> REQUIRED ACTION:
Nothing should appear in the answer except the line containing "Where can the fingers" and the lines following it through the end of the listing, each given exactly.
- Opening Delimiter -
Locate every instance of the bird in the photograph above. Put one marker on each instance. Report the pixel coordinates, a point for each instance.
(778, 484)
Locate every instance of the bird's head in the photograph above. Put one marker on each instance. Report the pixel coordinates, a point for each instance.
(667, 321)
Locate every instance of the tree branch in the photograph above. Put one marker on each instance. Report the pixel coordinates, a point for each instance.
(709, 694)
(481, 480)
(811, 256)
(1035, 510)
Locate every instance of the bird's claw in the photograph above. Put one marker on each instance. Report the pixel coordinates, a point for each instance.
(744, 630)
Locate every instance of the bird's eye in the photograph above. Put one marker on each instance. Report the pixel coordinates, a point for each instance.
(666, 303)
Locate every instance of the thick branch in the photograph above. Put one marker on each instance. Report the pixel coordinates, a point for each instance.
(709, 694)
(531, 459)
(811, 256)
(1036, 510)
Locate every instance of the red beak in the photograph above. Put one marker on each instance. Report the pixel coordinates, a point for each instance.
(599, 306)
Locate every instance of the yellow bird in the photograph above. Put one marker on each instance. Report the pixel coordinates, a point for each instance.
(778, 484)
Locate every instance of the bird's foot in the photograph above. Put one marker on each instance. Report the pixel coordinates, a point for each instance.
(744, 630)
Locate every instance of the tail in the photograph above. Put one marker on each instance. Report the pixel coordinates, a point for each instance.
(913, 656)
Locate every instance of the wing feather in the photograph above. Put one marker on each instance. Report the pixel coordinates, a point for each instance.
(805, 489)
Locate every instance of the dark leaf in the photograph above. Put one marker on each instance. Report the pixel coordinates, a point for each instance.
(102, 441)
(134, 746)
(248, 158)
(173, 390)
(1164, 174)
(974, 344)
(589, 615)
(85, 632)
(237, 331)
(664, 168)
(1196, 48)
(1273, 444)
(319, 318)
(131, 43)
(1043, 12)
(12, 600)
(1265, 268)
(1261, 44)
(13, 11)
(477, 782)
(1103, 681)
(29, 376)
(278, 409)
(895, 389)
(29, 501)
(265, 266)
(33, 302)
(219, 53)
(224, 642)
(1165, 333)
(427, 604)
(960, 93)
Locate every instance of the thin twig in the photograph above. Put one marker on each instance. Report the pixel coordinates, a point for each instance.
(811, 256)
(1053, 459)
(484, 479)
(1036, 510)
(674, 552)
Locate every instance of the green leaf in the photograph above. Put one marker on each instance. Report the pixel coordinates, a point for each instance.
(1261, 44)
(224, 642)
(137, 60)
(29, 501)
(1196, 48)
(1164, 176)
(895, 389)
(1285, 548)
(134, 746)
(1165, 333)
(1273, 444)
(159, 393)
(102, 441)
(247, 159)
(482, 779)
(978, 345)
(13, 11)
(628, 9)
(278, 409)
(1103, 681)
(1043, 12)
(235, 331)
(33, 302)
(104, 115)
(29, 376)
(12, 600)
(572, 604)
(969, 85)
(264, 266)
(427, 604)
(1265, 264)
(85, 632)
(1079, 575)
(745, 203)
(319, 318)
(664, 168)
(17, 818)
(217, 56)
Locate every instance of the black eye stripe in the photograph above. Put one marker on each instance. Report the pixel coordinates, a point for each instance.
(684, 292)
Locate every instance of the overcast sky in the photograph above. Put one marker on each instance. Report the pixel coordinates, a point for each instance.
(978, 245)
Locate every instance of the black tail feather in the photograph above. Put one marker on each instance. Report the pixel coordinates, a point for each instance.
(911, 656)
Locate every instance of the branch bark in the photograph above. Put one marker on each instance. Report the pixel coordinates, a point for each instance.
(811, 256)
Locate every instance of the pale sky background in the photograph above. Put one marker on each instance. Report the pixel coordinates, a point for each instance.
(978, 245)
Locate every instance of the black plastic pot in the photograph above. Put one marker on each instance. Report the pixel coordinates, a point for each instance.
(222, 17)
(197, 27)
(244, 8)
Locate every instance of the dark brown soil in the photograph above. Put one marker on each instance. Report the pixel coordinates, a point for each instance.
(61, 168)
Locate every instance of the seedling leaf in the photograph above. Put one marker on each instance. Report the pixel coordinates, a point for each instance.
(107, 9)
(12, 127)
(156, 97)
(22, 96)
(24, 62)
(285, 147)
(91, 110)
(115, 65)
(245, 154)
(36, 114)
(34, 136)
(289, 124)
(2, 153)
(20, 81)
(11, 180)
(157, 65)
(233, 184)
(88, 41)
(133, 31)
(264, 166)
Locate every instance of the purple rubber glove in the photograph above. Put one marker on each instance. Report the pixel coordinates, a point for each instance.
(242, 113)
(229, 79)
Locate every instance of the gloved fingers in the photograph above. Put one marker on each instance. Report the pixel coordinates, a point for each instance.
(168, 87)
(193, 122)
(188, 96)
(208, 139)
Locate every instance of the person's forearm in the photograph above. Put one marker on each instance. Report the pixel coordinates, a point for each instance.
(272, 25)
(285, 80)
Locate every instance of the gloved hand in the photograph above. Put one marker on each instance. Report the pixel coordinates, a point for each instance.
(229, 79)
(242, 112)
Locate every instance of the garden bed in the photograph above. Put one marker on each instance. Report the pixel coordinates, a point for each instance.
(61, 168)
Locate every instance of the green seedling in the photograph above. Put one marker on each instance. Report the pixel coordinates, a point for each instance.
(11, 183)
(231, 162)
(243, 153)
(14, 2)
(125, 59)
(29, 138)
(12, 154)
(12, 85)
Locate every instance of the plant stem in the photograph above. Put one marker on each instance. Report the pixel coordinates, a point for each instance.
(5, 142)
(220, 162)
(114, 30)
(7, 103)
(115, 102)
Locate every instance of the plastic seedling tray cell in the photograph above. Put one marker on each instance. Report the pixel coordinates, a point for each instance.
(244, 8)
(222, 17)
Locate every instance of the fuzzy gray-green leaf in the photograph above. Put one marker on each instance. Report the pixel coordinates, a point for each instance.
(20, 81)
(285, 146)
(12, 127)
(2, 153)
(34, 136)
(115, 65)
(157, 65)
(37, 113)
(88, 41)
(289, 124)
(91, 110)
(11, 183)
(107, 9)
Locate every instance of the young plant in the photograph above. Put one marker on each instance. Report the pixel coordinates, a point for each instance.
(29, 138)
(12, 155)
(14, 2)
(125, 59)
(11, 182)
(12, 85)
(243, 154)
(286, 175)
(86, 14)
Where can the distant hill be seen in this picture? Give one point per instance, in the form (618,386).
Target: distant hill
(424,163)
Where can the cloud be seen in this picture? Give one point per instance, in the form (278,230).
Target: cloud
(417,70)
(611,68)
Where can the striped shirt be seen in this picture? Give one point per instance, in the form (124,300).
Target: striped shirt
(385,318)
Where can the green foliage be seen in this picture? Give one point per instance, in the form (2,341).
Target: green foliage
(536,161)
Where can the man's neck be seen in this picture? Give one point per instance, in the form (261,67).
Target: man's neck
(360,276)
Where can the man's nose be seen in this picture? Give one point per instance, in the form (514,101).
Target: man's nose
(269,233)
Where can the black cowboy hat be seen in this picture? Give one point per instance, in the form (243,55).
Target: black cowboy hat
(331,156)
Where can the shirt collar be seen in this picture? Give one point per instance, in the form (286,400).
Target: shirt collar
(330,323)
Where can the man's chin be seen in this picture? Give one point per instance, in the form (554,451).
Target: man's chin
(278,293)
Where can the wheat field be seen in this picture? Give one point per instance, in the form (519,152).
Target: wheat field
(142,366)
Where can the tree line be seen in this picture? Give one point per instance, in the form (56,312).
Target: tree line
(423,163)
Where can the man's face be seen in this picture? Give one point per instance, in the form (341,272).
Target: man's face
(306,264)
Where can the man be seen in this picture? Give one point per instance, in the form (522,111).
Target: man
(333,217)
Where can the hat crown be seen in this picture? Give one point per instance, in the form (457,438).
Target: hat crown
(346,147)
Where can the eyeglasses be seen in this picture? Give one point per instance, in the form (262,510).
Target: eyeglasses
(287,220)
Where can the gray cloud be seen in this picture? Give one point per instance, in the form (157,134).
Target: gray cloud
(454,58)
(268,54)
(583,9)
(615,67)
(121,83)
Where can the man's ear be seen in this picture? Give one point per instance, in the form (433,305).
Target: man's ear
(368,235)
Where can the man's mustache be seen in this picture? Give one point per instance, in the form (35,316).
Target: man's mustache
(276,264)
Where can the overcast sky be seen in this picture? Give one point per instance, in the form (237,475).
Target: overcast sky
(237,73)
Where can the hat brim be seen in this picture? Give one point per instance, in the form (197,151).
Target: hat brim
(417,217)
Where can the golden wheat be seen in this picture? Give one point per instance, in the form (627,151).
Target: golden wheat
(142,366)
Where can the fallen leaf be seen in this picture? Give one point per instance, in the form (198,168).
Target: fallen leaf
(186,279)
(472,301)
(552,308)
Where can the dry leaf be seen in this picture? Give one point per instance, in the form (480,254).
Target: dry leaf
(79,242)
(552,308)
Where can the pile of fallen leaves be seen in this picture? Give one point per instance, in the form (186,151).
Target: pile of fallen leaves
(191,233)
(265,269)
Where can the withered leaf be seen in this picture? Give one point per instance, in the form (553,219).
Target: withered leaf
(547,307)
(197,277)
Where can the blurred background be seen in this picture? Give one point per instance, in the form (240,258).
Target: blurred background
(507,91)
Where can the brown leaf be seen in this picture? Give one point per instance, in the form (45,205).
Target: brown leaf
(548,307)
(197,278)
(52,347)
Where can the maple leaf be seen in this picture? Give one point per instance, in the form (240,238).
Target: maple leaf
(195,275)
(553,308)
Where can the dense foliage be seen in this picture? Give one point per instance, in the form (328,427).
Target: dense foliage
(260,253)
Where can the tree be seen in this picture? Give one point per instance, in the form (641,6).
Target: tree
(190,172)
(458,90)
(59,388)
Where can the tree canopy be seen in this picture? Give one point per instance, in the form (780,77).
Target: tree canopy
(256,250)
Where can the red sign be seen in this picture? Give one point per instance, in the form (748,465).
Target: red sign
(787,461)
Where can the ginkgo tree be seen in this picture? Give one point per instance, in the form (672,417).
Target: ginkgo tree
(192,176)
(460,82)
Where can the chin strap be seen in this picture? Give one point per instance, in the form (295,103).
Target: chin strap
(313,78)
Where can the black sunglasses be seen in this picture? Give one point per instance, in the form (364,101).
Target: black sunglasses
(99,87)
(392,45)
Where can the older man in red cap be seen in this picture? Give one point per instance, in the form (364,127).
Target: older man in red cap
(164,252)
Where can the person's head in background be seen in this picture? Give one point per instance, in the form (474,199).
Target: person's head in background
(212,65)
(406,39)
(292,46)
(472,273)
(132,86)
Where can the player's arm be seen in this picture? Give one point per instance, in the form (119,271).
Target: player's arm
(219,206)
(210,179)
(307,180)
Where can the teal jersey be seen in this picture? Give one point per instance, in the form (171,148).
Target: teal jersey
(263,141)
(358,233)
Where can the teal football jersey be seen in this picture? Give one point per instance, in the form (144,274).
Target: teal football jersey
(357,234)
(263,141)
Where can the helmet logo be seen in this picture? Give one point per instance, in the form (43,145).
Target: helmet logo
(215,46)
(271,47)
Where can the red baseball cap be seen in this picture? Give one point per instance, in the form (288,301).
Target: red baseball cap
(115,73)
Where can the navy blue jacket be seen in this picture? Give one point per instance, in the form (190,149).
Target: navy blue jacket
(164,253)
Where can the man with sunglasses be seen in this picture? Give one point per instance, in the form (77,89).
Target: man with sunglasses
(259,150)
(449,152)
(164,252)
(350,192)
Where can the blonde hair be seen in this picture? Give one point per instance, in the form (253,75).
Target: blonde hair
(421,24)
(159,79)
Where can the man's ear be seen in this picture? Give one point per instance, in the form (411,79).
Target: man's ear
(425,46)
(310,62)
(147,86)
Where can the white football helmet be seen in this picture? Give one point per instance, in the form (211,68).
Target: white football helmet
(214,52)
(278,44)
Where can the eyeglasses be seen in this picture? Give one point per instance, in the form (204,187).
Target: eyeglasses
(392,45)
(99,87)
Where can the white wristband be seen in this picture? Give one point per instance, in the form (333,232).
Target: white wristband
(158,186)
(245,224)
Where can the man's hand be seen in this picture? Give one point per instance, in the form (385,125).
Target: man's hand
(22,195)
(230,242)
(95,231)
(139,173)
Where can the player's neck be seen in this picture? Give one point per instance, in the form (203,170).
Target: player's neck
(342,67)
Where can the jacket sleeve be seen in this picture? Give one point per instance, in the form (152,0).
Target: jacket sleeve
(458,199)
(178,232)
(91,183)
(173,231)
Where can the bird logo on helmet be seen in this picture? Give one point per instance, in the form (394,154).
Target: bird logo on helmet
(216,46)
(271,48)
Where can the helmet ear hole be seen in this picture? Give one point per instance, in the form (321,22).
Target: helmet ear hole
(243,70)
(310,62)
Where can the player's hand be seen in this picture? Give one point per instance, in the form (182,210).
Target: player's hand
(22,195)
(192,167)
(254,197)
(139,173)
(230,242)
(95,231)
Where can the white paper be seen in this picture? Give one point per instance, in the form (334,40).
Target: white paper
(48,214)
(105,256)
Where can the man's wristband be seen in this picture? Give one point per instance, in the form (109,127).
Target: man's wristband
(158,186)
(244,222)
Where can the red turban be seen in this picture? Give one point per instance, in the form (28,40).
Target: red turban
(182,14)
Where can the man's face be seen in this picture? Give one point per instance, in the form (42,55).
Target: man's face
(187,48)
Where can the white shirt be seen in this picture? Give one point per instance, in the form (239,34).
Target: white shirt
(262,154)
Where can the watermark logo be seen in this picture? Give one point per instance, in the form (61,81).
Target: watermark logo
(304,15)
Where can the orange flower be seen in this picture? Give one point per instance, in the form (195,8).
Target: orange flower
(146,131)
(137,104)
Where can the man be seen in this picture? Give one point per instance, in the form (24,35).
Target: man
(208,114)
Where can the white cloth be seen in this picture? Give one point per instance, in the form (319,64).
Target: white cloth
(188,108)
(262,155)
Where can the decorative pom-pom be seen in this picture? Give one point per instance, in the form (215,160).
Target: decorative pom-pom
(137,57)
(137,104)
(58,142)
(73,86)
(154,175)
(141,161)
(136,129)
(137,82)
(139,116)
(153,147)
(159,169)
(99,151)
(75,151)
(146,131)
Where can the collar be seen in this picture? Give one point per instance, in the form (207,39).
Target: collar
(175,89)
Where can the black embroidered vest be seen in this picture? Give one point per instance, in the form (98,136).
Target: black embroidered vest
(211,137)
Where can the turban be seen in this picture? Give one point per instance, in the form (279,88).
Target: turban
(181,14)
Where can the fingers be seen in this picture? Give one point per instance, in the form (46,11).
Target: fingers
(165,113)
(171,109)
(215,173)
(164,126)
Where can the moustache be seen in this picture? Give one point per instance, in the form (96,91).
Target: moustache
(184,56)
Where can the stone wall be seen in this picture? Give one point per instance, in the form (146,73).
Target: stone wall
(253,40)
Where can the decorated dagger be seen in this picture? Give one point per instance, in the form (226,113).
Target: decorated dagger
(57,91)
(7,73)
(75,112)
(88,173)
- Closing Delimiter -
> ANSWER TO THIS PROBLEM:
Where can the fingers be seen in this picture? Give one point per instance, in the form (46,11).
Target: fingers
(165,113)
(171,109)
(215,173)
(164,126)
Where can the moustache be seen in this picture? Give one point per instance, in the form (96,91).
Target: moustache
(184,56)
Where can the stone wall be seen in this picture? Give one point per instance, in the form (146,73).
Target: stone wall
(253,40)
Where can the decorated dagger be seen in this picture? Give one point per instance, in the form (226,113).
Target: decorated dagger
(57,91)
(7,73)
(75,112)
(88,173)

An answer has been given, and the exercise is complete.